• The records
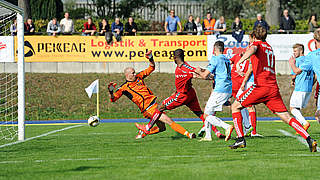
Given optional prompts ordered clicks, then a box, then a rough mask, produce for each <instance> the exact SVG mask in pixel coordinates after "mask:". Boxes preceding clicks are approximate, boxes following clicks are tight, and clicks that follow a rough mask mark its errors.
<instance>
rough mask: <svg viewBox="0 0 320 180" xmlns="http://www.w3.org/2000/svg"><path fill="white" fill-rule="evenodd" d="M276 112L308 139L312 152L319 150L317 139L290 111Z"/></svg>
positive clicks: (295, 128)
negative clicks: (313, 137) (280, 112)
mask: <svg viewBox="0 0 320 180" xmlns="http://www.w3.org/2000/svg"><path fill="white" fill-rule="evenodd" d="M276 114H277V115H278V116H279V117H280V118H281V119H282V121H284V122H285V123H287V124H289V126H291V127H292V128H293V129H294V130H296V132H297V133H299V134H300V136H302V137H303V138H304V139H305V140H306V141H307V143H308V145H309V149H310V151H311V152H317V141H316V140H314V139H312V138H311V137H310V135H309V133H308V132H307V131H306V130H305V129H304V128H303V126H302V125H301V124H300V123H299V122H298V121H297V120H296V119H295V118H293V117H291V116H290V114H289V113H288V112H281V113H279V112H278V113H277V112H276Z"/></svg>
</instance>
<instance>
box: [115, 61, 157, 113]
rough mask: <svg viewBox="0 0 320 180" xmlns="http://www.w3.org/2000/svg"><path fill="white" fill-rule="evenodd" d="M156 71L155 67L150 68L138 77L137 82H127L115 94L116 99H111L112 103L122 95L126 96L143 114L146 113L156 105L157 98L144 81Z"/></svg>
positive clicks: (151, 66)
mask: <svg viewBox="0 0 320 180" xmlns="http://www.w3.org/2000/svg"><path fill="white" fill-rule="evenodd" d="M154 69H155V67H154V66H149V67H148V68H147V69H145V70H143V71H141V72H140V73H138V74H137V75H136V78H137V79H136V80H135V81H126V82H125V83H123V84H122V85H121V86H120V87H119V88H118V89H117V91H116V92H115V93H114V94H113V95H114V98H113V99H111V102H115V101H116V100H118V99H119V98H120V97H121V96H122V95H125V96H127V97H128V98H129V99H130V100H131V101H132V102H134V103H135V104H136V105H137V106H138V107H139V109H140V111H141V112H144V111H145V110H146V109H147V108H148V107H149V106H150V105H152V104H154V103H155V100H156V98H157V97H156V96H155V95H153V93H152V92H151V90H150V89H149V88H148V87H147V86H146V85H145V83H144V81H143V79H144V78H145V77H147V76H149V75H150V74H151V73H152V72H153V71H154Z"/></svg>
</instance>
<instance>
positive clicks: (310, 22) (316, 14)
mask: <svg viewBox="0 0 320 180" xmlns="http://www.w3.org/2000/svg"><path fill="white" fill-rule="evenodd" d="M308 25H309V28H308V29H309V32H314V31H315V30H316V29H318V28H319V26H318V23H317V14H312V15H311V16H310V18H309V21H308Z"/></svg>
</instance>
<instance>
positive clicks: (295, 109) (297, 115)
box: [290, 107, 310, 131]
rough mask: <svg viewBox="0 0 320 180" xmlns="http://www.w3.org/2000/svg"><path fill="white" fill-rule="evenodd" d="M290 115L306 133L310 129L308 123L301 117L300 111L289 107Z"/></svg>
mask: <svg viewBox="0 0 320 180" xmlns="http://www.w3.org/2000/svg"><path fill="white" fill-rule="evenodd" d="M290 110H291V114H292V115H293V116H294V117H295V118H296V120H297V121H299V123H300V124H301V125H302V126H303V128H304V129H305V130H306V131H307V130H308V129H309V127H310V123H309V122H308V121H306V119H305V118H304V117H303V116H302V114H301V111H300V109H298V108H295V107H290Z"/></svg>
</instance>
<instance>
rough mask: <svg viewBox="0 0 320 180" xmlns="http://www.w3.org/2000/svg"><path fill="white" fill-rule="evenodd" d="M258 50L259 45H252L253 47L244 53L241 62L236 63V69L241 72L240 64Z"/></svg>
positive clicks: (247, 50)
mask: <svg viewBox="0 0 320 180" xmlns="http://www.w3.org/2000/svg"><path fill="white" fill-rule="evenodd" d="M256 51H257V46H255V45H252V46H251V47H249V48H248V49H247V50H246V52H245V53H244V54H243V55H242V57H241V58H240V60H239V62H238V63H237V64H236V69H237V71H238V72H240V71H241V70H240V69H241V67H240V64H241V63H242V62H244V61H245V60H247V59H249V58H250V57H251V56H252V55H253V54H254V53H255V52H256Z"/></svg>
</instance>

• Exercise instructions
Substitute "coarse mask" for "rough mask" in everything from the line containing "115L306 133L310 129L308" down to the end of the rows, and give those lines again with nothing else altered.

• Reply to the exercise
coarse mask: <svg viewBox="0 0 320 180" xmlns="http://www.w3.org/2000/svg"><path fill="white" fill-rule="evenodd" d="M290 115L306 133L310 129L308 123L301 117L300 111L289 107Z"/></svg>
mask: <svg viewBox="0 0 320 180" xmlns="http://www.w3.org/2000/svg"><path fill="white" fill-rule="evenodd" d="M290 110H291V114H292V115H293V116H294V117H295V118H296V120H297V121H299V123H300V124H301V125H302V126H303V128H304V129H305V130H306V131H307V130H308V129H309V127H310V123H309V122H308V121H306V119H305V118H304V117H303V116H302V114H301V111H300V109H298V108H295V107H290Z"/></svg>
</instance>
<instance>
coarse mask: <svg viewBox="0 0 320 180" xmlns="http://www.w3.org/2000/svg"><path fill="white" fill-rule="evenodd" d="M258 50L259 45H252L253 47L244 53L241 62L236 63V69L241 72L240 64Z"/></svg>
positive clicks: (247, 50)
mask: <svg viewBox="0 0 320 180" xmlns="http://www.w3.org/2000/svg"><path fill="white" fill-rule="evenodd" d="M256 51H257V46H255V45H252V46H251V47H249V48H248V49H247V50H246V52H245V53H244V54H243V55H242V57H241V58H240V60H239V62H238V63H237V64H236V69H237V71H238V72H240V71H241V70H240V69H241V67H240V64H241V63H242V62H244V61H245V60H247V59H249V58H250V57H251V56H252V55H253V54H254V53H255V52H256Z"/></svg>
</instance>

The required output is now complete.